- DIRECTIONS FOR THIS TASK: Print, exactly as given, each line of the data from the line containing "In this exercise you will indicate the orange" up to and including its last line.

- RECORDS FOR THE TASK:
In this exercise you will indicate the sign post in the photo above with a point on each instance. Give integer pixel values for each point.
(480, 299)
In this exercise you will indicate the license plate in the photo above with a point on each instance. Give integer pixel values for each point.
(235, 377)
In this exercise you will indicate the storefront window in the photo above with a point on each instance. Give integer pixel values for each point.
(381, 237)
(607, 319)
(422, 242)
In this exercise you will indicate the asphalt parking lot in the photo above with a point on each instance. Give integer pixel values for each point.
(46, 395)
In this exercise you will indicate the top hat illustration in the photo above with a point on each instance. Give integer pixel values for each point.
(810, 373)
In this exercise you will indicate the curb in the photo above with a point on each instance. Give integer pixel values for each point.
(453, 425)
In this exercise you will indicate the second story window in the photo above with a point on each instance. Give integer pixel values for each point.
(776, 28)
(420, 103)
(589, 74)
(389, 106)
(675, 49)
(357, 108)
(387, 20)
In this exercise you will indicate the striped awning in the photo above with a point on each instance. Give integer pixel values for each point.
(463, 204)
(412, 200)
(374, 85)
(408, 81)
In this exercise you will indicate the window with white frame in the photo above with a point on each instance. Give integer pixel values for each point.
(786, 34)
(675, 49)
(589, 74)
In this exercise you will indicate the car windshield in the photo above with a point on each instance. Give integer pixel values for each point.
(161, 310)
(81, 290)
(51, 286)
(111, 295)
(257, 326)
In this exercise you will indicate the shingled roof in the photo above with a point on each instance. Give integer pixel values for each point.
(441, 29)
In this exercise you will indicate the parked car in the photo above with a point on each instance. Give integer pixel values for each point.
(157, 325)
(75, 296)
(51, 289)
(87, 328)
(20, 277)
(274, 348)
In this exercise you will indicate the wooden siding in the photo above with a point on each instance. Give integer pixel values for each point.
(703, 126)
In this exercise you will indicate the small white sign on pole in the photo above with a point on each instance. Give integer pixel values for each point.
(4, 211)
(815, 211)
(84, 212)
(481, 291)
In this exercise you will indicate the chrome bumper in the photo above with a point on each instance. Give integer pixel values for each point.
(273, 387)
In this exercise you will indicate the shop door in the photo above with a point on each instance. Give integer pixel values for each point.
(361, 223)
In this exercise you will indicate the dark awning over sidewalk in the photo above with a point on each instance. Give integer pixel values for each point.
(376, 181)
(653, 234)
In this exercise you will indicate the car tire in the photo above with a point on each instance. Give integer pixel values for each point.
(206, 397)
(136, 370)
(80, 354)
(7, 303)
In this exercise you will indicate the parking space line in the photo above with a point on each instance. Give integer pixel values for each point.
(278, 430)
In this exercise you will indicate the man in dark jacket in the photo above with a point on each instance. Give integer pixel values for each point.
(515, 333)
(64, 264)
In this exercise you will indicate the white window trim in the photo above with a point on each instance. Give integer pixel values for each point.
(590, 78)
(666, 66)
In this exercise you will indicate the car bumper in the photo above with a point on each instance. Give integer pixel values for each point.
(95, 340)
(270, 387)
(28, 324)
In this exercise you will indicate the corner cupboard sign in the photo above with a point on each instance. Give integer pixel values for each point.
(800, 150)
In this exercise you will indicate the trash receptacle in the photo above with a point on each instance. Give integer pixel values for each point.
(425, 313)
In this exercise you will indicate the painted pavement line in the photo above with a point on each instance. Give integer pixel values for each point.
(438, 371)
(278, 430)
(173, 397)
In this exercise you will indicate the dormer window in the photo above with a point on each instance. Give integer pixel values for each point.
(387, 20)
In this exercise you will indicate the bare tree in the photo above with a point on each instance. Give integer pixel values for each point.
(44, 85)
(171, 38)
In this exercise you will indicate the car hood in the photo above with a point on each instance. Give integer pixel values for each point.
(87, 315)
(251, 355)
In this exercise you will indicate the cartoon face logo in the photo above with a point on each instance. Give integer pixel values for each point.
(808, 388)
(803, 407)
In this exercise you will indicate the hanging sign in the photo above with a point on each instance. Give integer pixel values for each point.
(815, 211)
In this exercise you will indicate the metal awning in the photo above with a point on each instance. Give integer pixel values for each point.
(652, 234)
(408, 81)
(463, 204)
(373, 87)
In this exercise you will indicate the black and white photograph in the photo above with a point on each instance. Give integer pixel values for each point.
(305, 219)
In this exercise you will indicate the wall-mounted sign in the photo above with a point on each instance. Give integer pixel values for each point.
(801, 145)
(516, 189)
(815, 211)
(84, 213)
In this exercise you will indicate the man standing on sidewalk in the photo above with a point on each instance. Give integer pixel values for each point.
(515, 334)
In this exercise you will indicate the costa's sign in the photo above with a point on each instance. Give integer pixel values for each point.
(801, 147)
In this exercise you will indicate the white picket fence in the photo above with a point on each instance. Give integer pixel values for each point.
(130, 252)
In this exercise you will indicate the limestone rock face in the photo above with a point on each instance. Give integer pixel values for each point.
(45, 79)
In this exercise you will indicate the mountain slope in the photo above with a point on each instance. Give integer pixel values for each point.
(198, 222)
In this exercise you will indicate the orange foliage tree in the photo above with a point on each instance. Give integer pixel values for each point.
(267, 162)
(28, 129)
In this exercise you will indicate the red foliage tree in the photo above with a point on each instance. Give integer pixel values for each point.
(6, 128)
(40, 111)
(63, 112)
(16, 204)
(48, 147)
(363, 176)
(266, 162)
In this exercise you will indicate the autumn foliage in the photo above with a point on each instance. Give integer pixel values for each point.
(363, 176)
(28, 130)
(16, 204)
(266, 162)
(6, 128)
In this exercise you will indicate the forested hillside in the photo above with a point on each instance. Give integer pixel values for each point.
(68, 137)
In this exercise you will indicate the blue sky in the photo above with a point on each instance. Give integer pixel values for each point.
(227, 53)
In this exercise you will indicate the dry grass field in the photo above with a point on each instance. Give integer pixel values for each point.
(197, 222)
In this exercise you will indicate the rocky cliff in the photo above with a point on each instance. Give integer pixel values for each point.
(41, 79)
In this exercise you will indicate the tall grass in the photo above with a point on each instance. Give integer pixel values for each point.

- OUTPUT FOR THIS EXERCISE:
In this exercise you will indicate the orange foliage tree in the photo above with a point on each instance. Give integer pixel values for each point.
(267, 162)
(28, 129)
In this exercise you will indicate the red foliage tree in the photo above with a point on each instance. Give integer pixel values for each point.
(6, 128)
(40, 111)
(63, 112)
(16, 204)
(48, 147)
(363, 176)
(266, 162)
In this exercise you will indicate the autumn foliage in the photo above with a point on each instance. Give integer pixel values for each point.
(363, 176)
(28, 130)
(16, 204)
(266, 162)
(6, 128)
In this exercise you will indicate the forested hillside in the photo above with a point on each instance. Give integer pixel values for each point.
(68, 137)
In this exercise you will indicate the blue sky in the photo above with a point on each instance. Give integer pixel values for each point.
(227, 53)
In this exercise you will indicate the dry grass field in the photo above with a point on each instance. Give integer pixel values for each point.
(197, 222)
In this exercise you will indicate the rocky cliff in the photo above with a point on each instance. Give integer pixel values for each point.
(41, 79)
In this exercise you will indicate the tall grass in the photo above with a point on each instance. Give integer pixel values for each point.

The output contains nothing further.